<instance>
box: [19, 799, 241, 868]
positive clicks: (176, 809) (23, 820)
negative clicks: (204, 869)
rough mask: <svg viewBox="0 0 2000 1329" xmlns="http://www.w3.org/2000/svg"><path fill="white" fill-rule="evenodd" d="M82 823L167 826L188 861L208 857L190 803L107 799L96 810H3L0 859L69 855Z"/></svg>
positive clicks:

◆ Task directions
Pull out each line of the records holding the string "clicks".

◆ Output for this exercise
positive clicks: (176, 809) (23, 820)
negative clicks: (204, 869)
positive clicks:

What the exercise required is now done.